_Problem to solve_. Going through the entries below, copy out each line that contains "white".
[Opening Data for review section]
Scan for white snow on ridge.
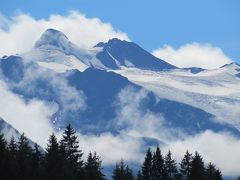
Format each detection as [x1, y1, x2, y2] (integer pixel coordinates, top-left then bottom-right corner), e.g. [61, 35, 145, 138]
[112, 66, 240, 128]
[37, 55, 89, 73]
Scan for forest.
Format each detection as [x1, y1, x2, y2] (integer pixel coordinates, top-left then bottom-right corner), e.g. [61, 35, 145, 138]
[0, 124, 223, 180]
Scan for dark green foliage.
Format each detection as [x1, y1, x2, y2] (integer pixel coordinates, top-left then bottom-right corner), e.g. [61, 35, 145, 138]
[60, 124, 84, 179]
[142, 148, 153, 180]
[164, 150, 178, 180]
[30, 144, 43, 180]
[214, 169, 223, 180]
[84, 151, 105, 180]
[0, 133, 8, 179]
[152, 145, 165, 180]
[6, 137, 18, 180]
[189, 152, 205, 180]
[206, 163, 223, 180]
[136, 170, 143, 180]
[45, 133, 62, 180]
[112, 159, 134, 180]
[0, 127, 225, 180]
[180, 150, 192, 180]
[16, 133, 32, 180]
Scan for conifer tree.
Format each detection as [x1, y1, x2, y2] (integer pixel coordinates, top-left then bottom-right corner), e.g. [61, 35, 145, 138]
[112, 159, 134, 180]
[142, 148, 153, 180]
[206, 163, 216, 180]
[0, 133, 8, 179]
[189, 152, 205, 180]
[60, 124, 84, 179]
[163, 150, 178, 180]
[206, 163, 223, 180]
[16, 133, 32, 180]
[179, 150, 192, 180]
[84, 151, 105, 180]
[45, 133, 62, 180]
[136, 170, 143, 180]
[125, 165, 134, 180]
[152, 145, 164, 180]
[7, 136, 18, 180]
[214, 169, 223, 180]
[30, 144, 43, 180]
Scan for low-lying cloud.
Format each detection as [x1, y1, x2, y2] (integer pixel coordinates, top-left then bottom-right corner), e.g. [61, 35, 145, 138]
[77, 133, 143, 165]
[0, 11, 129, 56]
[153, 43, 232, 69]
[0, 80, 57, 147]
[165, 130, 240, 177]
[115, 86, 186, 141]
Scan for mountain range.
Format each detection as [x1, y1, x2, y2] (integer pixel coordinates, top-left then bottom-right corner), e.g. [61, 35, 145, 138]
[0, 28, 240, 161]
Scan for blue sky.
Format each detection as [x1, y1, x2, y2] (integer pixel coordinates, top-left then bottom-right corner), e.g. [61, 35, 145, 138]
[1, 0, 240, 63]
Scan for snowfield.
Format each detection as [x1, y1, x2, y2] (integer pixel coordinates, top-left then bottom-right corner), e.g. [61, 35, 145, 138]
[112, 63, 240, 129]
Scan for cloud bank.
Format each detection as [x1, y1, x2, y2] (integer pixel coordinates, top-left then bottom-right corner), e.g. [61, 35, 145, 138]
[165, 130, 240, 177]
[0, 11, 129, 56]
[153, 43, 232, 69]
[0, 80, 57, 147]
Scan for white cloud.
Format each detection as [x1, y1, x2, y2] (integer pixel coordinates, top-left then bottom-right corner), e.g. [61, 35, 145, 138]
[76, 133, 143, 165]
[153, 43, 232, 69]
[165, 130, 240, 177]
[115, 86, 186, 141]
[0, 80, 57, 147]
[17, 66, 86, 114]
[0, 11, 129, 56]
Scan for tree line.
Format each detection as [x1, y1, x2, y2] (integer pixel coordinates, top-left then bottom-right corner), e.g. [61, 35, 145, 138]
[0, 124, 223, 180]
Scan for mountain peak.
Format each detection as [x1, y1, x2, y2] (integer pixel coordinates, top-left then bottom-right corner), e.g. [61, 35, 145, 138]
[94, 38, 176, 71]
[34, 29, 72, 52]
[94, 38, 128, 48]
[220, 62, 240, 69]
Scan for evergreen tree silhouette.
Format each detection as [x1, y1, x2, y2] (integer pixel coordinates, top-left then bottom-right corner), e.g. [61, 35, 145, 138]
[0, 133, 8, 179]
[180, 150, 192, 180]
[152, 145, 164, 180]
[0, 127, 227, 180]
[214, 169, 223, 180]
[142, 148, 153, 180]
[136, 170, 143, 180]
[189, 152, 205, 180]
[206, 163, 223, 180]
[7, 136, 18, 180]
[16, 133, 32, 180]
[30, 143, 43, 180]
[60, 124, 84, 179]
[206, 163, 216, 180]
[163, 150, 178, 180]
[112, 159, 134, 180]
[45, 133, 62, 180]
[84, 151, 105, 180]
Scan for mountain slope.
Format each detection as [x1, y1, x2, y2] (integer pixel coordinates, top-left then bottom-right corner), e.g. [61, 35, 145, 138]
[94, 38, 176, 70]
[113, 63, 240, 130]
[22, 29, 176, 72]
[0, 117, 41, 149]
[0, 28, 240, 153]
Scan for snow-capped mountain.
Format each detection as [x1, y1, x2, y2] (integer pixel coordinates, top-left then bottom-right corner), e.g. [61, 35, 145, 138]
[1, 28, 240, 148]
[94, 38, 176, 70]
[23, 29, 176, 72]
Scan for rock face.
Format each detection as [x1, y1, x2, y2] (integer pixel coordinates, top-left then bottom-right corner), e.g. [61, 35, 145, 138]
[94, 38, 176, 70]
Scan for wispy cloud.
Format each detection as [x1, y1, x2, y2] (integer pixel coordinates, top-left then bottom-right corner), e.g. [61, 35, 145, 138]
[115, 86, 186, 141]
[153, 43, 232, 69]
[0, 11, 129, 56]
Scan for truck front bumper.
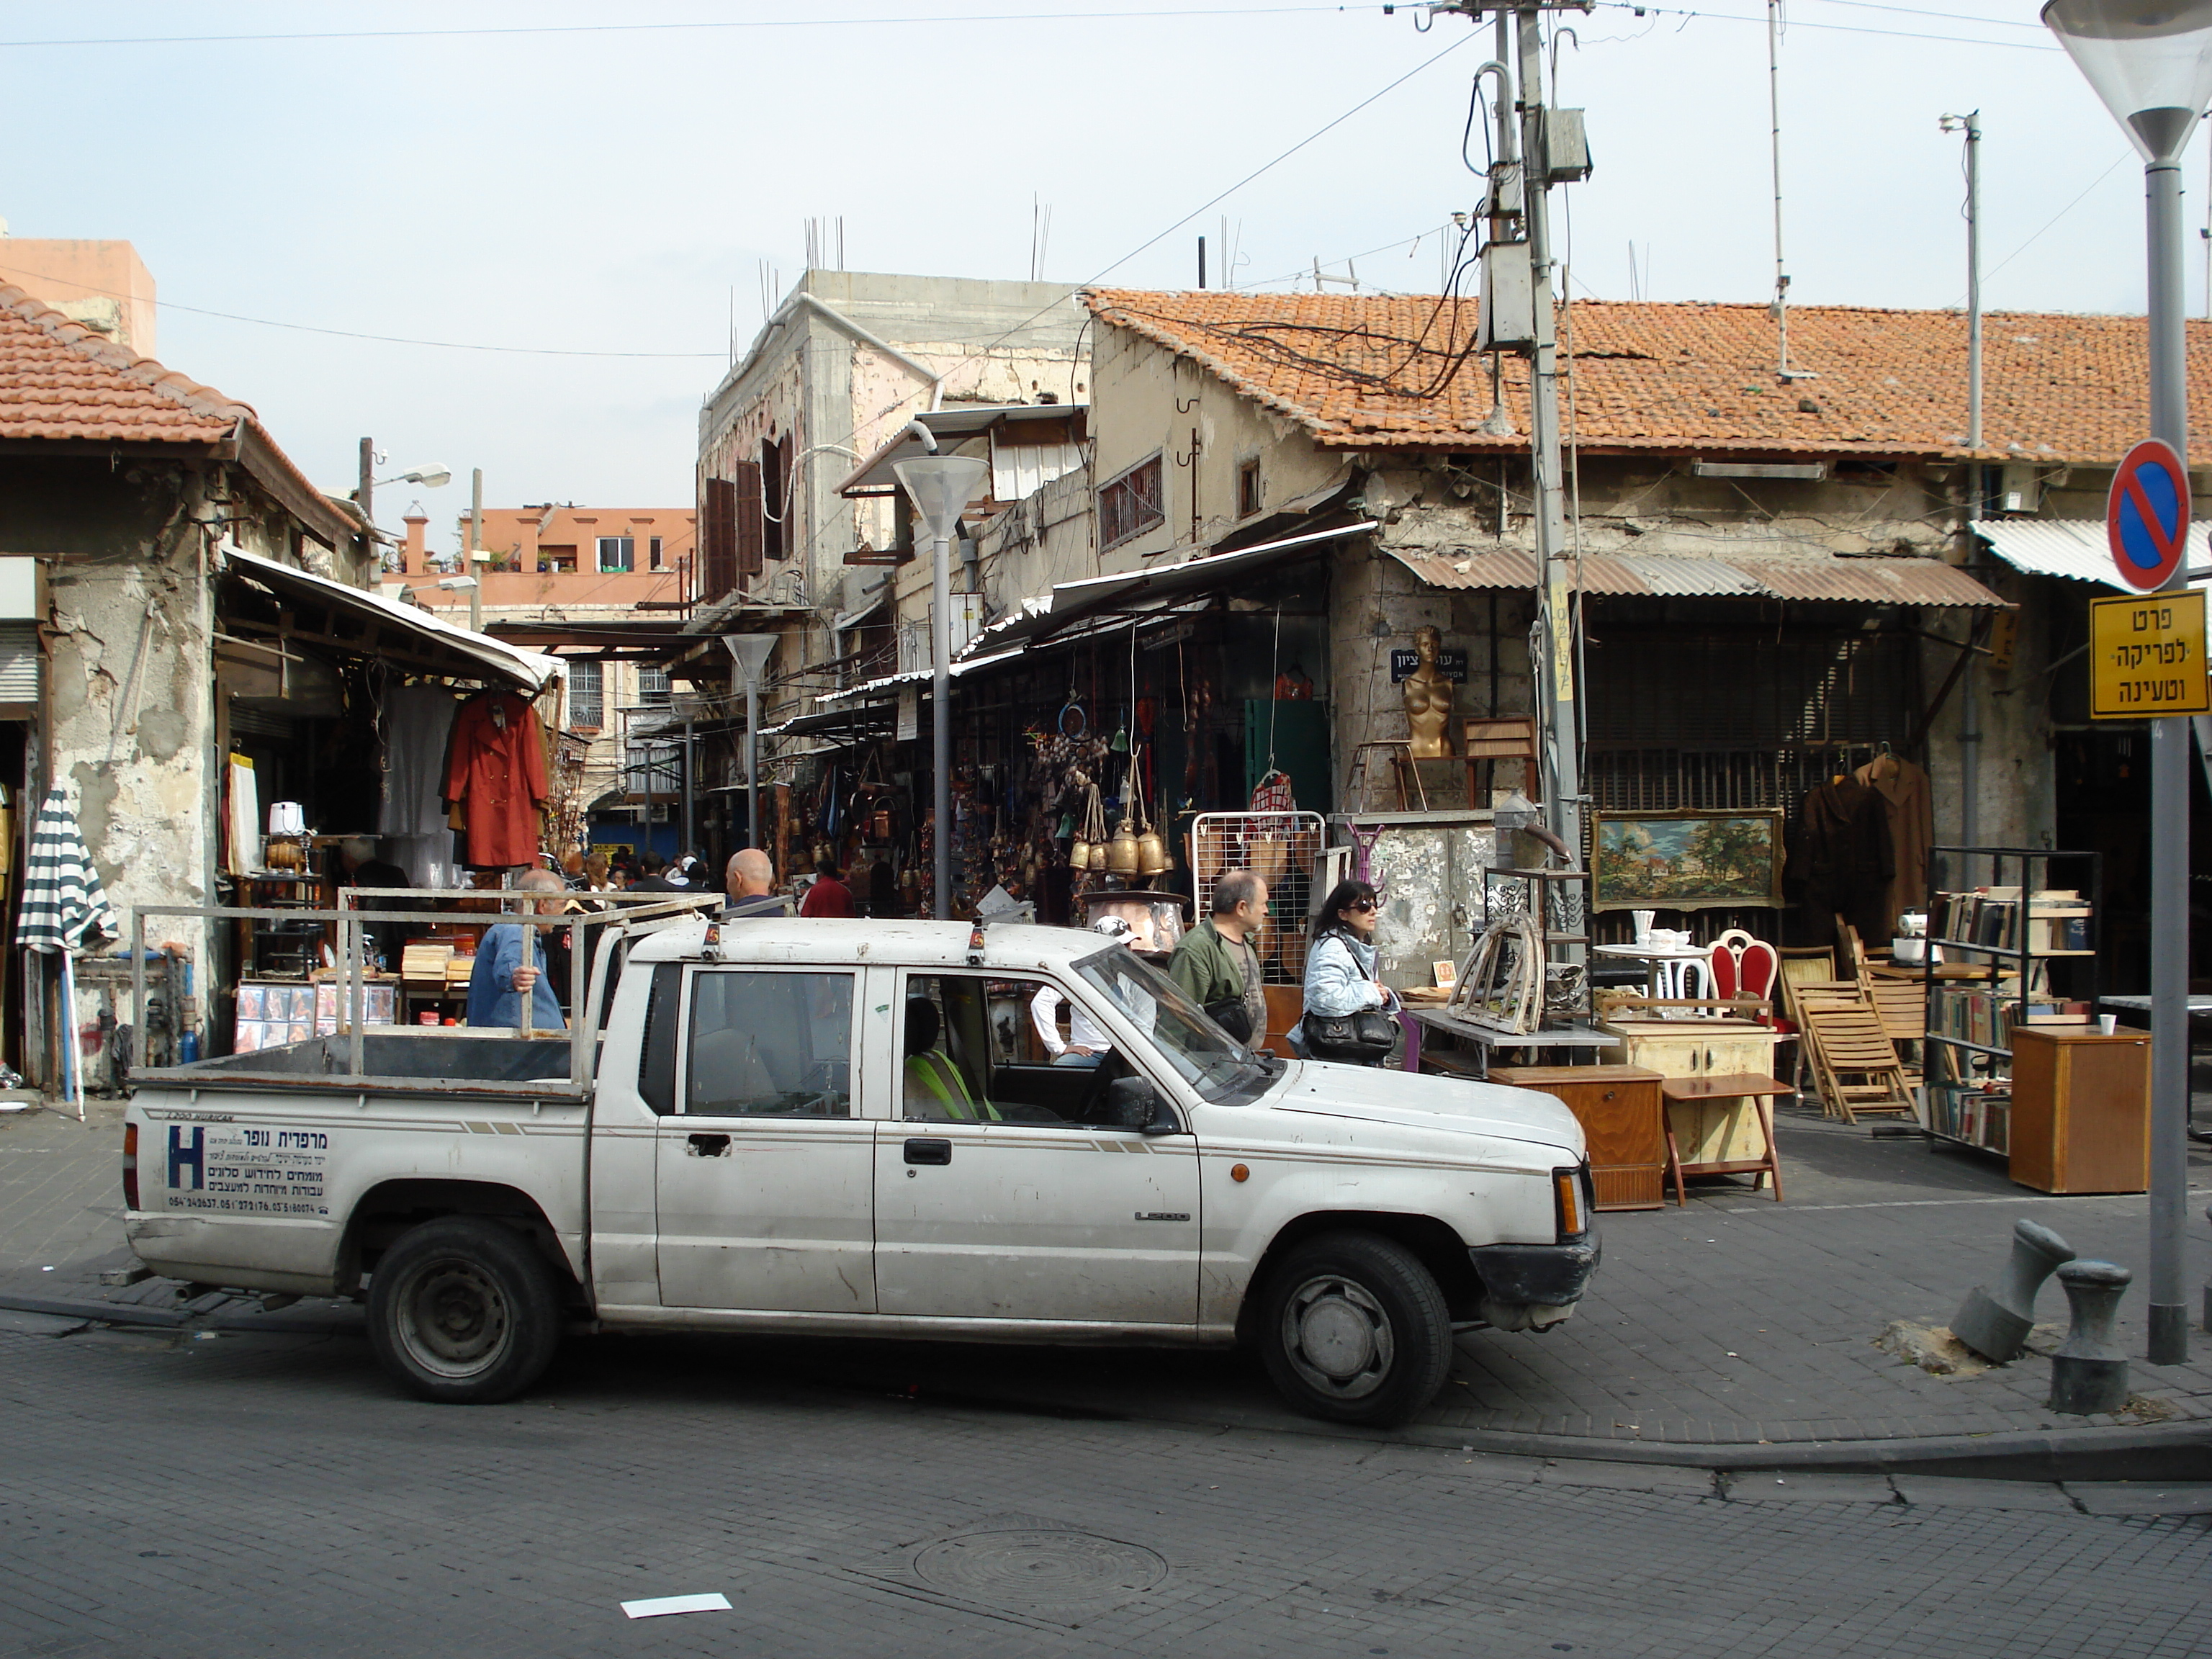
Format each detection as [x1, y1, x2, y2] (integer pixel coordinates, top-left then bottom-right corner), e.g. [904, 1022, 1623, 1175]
[Closing Data for review section]
_Final answer_.
Scan for white snow on ridge.
Scan for white cloud.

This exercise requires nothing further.